● PAGE EXCERPT
····················

Researchers from the University of Surrey, Swansea University, University of Sheffield, University of Cambridge and University of Oxford in the UK, China-based CAS and Canada's University of Toronto have fabricated an inverted perovskite solar cell by using a surface modulator that reportedly facilitates superior passivation on perovskite surfaces, increasing overall cell efficiency. As the surface modulator, the scientists tested two organic halide salts known as 4-hydroxyphenethylammonium iodide (HO-PEAI), and 2-thiopheneethylammonium iodide (2-TEAI).
“These modulators can affect the surface energy of the perovskite films,” the team explained. They explained that the two compounds can dramatically reduce non-radiative interfacial recombination. This can have a significant impact on electrical performance in perovskite cells, with implications for open-circuit voltage, short-circuit current, fill factor, and ultimately, power conversion efficiency. They reported that “2-TEAI showed a stronger interaction than HO-PEAI, forming a quasi-2D structure on the perovskite surface without further annealing.”
The researchers built the p-i-n structured cell with poly-TPD coated indium tin oxide (ITO) substrate, a hole transport layer made of carbazole (2PACz), the perovskite layer, the 2-TEAI modulator, an electron acceptor made of phenyl-C61-butyric acid methyl ester (PCBM), a bathocuproine (BCP) buffer layer, and a silver (Ag) metal contact. The salts were deposited onto the surface of perovskite films through a facile spin-coating process without annealing.

····················

● DIRECTIONS
1: In the perovskite solar cell article, which of the two surface modulators showed the stronger interaction?
2: Carry the perovskite solar cell article forward from its last sentence.
The listing after this has no connection to the perovskite solar cell article.

● MATERIAL PROVIDED

····················

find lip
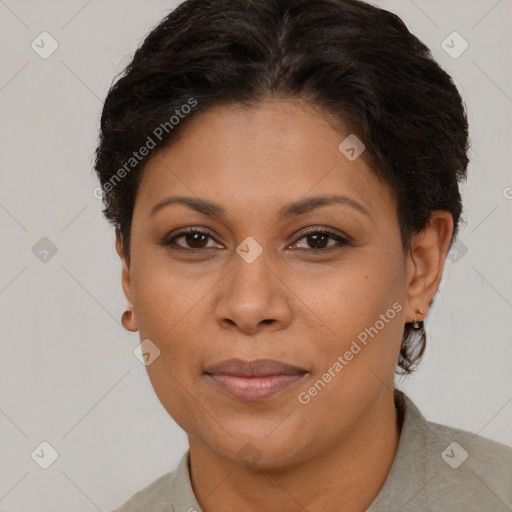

····················

● RESULTS
1: 2-TEAI showed a stronger interaction than HO-PEAI.

2:
Through different measurements, the research team found that the surface modulator does not alter the absorption spectra of perovskite films.
“The 2-TEAI induces a deeper valence band edge, which is expected to provide a stronger hole-blocking effect at the perovskite/PCBM interface and thus is more beneficial for reducing the interfacial recombination,” the scientists said. “Based on these results, we believe the 2-TEAI would enhance the open-circuit voltage of manufactured perovskite solar cells.”
The solar cell achieved a power conversion efficiency of 21.85%, which the scientists described as the highest reported efficiency for inverted perovskite solar cells that use 2PACz as the hole transport layer. The device also achieved an open-circuit voltage of 1.2 V, a short-circuit current of 21.93 mA cm−2, and a fill factor of 0.83. For comparison, a reference perovskite solar cell without the modulator achieved an efficiency of 19.95 and was able to retain only 53% of the initial efficiency after 180 minutes.
“The findings suggest that the role of the modulator is more than surface passivation,” the scientists concluded. “Our study will provide insight into the selection and molecular design of post-treatment materials for highly efficient and stable perovskite solar cells.”